Why This Dataset
SQL tutorials usually suck. You get a fake employees table with 12 rows, you learn SELECT * FROM employees WHERE salary > 50000, and you immediately forget it because you had zero reason to care about the results.
What if the dataset was 1.78 million emails from a convicted sex trafficker’s inbox - emails between Jeffrey Epstein and the powerful people who surrounded him - released to the public by Congress and the Department of Justice?
Now you have a reason to care about the results.
The Jmail Data API serves the entire Epstein Files Transparency Act (EFTA) archive as Parquet files. No API keys. No auth. No rate limits. Just static files on a CDN, ready to be queried. And DuckDB - the in-process analytics database I’ve been writing about in this series - can query those files directly over HTTP, including from WebAssembly in your browser.
Every query in this post runs live. The widget below isn’t a screenshot - it’s a full DuckDB engine compiled to WASM, executing SQL against real Parquet files from data.jmail.world. Your queries never leave your machine.
Your Workbench
Go ahead and hit “Run Query” on the pre-loaded starter. Everything below this point is meant to be run interactively.

§ Requests:
1. Copy the part of the DuckDB tutorial starting at "Now you have" and ending at "be run interactively.".
2. List every line of the records below that contains the string "currant". Case counts.

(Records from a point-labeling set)
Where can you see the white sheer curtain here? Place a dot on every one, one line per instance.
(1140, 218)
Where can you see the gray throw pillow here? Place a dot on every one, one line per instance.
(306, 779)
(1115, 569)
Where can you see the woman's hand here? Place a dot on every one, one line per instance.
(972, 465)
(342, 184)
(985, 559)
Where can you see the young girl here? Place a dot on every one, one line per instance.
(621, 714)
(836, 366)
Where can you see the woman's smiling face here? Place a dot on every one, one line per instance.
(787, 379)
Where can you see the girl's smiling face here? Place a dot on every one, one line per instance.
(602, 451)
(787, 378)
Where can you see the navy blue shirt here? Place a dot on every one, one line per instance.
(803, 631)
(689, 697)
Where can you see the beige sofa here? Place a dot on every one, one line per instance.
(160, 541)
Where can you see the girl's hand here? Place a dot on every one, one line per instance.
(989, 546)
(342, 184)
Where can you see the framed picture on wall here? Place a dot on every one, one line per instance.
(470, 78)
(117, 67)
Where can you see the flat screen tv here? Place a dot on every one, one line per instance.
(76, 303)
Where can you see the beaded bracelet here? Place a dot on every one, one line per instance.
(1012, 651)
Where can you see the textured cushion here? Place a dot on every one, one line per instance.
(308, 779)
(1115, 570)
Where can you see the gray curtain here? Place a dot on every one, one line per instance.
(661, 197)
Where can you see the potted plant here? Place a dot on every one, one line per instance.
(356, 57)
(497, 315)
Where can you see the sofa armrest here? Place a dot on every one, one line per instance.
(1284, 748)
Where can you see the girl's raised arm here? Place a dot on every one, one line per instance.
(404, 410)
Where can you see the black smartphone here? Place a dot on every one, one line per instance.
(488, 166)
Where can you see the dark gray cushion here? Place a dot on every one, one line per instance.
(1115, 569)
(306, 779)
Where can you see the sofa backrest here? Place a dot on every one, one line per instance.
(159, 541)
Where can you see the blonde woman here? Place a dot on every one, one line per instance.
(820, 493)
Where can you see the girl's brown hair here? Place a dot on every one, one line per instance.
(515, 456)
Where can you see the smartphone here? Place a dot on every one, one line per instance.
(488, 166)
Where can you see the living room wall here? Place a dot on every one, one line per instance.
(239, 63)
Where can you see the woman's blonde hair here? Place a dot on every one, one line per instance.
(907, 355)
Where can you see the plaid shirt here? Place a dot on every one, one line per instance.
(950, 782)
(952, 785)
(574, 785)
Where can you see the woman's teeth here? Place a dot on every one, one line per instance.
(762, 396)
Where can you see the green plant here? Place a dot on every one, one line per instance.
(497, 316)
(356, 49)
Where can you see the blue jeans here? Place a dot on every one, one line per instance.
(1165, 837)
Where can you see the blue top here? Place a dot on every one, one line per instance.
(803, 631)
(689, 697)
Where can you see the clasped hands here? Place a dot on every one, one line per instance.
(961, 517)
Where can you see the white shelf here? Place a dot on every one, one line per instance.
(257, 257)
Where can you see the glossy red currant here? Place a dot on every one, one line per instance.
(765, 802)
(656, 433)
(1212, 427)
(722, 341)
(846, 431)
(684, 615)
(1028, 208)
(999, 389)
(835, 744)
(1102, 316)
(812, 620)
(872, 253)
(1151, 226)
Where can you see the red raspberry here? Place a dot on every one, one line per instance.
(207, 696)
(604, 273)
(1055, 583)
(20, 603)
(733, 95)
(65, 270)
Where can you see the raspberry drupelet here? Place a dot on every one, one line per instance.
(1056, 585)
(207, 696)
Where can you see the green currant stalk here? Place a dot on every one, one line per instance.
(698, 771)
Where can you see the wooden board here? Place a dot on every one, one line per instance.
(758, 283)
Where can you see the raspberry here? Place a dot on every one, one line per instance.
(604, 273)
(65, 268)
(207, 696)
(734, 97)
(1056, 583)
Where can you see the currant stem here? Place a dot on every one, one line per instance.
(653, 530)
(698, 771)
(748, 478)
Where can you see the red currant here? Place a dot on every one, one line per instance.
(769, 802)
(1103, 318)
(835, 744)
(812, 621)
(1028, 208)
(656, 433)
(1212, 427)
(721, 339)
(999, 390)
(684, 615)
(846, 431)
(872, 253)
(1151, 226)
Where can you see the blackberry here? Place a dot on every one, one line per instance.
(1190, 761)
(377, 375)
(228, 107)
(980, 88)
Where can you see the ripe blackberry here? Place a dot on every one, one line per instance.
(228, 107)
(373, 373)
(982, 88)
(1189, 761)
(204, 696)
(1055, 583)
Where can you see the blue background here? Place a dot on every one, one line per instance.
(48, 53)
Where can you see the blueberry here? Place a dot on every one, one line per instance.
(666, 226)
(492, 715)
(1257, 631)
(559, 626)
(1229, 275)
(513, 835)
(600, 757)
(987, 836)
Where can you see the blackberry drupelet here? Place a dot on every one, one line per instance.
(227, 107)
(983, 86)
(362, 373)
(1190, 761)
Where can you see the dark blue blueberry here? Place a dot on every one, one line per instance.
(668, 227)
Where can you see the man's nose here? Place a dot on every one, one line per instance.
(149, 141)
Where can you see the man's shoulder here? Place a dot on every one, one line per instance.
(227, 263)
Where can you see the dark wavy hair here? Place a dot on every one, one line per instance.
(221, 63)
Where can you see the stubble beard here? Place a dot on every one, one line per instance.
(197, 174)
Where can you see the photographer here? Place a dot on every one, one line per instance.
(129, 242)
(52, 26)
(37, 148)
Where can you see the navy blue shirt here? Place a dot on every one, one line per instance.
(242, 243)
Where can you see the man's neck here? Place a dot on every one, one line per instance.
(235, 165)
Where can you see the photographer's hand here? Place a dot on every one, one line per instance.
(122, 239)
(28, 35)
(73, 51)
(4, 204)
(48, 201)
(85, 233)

§ Worked answers:
1.
Now you have a reason to care about the results.
The Jmail Data API serves the entire Epstein Files Transparency Act (EFTA) archive as Parquet files. No API keys. No auth. No rate limits. Just static files on a CDN, ready to be queried. And DuckDB - the in-process analytics database I’ve been writing about in this series - can query those files directly over HTTP, including from WebAssembly in your browser.
Every query in this post runs live. The widget below isn’t a screenshot - it’s a full DuckDB engine compiled to WASM, executing SQL against real Parquet files from data.jmail.world. Your queries never leave your machine.
Your Workbench
Go ahead and hit “Run Query” on the pre-loaded starter. Everything below this point is meant to be run interactively.

2.
Where can you see the glossy red currant here? Place a dot on every one, one line per instance.
Where can you see the green currant stalk here? Place a dot on every one, one line per instance.
Where can you see the currant stem here? Place a dot on every one, one line per instance.
Where can you see the red currant here? Place a dot on every one, one line per instance.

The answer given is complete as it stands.